▸ Document segment
Applying UETA to RPost® and assuming that the e-mail was properly addressed in accordance with Section 15(a)(1) of UETA, the e-mail will be deemed “sent” under UETA once it leaves the server of the sender’s agent, RPost®.  In fact, as stated in the Statement of Facts above, the e-mail may leave the RPost server several times.  RPost® records two times:  when the e-mail arrives at the RPost® server and when it arrives at the recipient server.   Using RPost®, the sender can establish that the e-mail was effectively “sent” between those two times.   The more critical time element, defining legal delivery, however, is the time of receipt by the recipient’s server, described in the next section.

  1. Evidence of Receipt of E-mail.

Assuming UETA applies to the transaction and it is sent in accordance with Section II(A)(1) above, an e-mail is deemed “received” under UETA pursuant to Sections 15(b) and (e), which state the following:

15 (b) Unless otherwise agreed between a sender and the recipient, an electronic record is received when:

(1) it enters an information processing system that the recipient has designated or uses for the purpose of receiving electronic records or information of the type sent and from which the recipient is able to retrieve the electronic record; and

(2) it is in a form capable of being processed by that system.

(e) An electronic record is received under subsection (b) even if no individual is aware of its receipt.

Similar to when the e-mail is sent, the recipient is deemed to have “received” the e-mail, regardless of whether the recipient is aware of its receipt or retrieves the e-mail, when it enters the recipient’s “information processing system” or server, provided that the recipient has designated that system for use, uses it and can access the system.   By designating where e-mails are to be sent or directed, the recipient retains control of the place of receipt.   This provision of UETA permits a recipient to designate that personal e-mails are to be sent to a home e-mail address and business matters are to be sent to a business e-mail address.  If a sender directs a business e-mail to the recipient’s home e-mail address, such e-mail may not be deemed received if the recipient has designated his or her “business address as the sole address for business purposes.”   If the recipient has actual knowledge of the e-mail by reviewing it from home, the recipient’s presumed receipt of the e-mail is determined under the otherwise applicable substantive law.

Records from a collection:
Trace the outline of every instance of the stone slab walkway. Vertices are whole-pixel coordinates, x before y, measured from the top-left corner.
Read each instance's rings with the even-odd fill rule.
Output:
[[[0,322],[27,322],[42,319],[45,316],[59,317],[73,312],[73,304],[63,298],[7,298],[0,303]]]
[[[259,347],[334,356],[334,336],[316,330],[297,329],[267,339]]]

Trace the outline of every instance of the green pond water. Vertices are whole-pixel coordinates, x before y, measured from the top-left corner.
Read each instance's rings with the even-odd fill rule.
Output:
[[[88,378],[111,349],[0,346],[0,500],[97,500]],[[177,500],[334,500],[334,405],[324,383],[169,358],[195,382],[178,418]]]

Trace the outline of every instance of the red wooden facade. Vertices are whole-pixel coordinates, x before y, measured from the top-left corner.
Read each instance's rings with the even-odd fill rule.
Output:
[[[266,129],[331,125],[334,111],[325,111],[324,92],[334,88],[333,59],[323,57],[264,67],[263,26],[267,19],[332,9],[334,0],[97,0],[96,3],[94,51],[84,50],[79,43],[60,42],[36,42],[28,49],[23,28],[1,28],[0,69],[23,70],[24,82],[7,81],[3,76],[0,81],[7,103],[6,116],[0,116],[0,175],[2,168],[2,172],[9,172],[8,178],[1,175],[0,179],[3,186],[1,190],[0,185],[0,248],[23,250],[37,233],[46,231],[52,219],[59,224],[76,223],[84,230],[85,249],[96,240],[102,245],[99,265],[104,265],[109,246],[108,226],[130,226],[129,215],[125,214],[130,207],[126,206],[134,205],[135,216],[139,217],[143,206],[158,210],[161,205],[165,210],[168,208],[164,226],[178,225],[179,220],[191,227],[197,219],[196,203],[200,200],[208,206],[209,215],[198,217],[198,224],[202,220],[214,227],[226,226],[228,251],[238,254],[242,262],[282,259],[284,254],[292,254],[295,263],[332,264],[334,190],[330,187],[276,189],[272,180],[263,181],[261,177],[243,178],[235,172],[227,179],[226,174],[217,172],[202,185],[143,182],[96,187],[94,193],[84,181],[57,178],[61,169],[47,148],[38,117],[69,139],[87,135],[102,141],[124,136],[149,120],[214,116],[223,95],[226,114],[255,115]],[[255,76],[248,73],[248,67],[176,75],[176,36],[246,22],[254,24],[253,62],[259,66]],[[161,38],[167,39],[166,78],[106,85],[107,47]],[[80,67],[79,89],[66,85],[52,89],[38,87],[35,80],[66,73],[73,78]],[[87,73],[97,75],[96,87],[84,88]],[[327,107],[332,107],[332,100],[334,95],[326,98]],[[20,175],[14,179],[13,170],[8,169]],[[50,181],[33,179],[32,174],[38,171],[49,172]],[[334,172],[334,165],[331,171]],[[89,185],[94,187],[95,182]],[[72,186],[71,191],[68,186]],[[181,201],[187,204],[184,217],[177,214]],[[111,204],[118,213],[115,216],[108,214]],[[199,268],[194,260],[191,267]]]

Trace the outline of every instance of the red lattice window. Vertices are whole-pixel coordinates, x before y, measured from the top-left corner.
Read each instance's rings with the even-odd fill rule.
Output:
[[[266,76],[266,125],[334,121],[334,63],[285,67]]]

▸ Problems to work on
(a) Check each statement against the UETA passage and mark it yes or no, quoting the words that settle it: (i) RPost® records the time the e-mail reaches the recipient server. (ii) Under UETA an electronic record counts as received only when someone is aware of its receipt. (iii) The time the e-mail is sent is the more critical element in defining legal delivery.
(b) Go on with the UETA passage, picking up after its final sentence.
Nothing in the listing is needed for this work.

▸ Outputs for the tasks
(a)
(i) Yes: "when it arrives at the recipient server"
(ii) No: "An electronic record is received under subsection (b) even if no individual is aware of its receipt."
(iii) No: "The more critical time element, defining legal delivery, however, is the time of receipt by the recipient’s server"

(b)
Presumably, under Section 15(b)(1), if spam filters or other devices block the recipient’s ability to retrieve the e-mail or place such e-mail automatically in “quarantine” or in a junk folder, such e-mail will not be deemed received by the recipient under UETA unless the recipient is “able” to retrieve the e-mail from such filters or repositories.  Whether a recipient with no direct access to or notice of e-mails stopped by his or her company’s or ISP’s spam filter or other protective system is “able” to retrieve them has not been construed by U.S. courts.  In theory this recipient has the ability to retrieve e-mails, at a minimum through requesting them from her corporate or ISP system administrator, but as a practical matter that ability may be limited in diverse, fact-specific ways.  The proliferation of spam and the frequency of “false positives” in increasingly aggressive spam filters has maintained demand for end-user access to e-mails stopped by those filters, however, and an end-user with such access appears able to retrieve the e-mails, increasing the likelihood that delivery would be found under UETA against such a user, and the utility of RPost® Registered Receipts™ confirming arrival at the recipient’s server.  Neither opening, review nor knowledge that the e-mail arrived is required to establish delivery under UETA.

On the other hand, if the e-mail is automatically rejected by the recipient’s server, it may not be deemed received under UETA on the argument that it has not entered the recipient’s information processing system, and in any event the recipient could not retrieve the e-mail as required by Section 15(b)(1) of UETA.  Under UETA Section 15(f), the sender’s receipt of an electronic acknowledgment from a server or other information processing system in accordance with Section 15(b) of UETA establishes that the e-mail or electronic record was received by the recipient, but as noted above, this device is often disabled by corporations and ISPs.  In that respect, RPost’s automatic inquiries to the recipient server concerning whether an e-mail was received may be useful in establishing absence of receipt.

By recording the SMTP dialog (as explained in Attachment A hereto), RPost’s Registered E-mail™ service documents the recipient’s mail server’s declaration of the e-mail being accepted.  Because all Internet e-mail is delivered by SMTP, RPost’s Registered E-mail® service provides proof of delivery in accordance with UETA by recording the recipient’s server’s receipt thereof.  RPost’s Registered E-mail™ service can also provide additional proof that the recipient opened the e-mail and, when it detects that the email has been opened, sends an acknowledgment to the sender to that effect.

  1. Proof of Content of E-mail.

Although many e-mail programs permit senders to use a “request a receipt” or “request acknowledgment” from the recipient for outbound messages, UETA states in Section 15(f) that receipt of an electronic acknowledgment from a server or other information processing system in accordance with UETA establishes that the e-mail or electronic record “was received, but, by itself, does not establish that the content sent corresponds to the content received.”  Furthermore, such acknowledgment does not provide evidence of whether the e-mail was read or opened by the recipient.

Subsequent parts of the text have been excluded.